[Dataset excerpt]
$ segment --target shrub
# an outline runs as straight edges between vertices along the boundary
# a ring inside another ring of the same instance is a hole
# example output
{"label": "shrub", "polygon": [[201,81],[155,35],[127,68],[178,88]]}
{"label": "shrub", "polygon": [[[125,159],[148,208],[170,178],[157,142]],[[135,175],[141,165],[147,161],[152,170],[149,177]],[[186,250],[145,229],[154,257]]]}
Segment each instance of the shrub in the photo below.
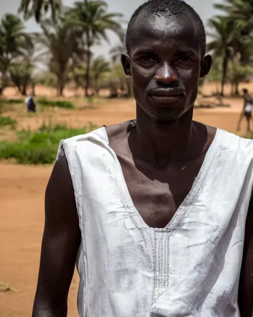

**Problem to solve:**
Copy the records above word for word, leaving out the pictures.

**Full solution:**
$ segment --target shrub
# an outline runs as straight edges between vertices along the boundary
# a ring inside another ring of the same instance is a hole
# example output
{"label": "shrub", "polygon": [[201,81],[155,35],[127,68],[178,88]]}
{"label": "shrub", "polygon": [[[125,159],[148,208],[170,178],[157,142]],[[135,175],[141,165],[147,161],[152,170],[149,177]],[[186,250],[145,229],[154,257]]]}
Segment each instance of the shrub in the photo below.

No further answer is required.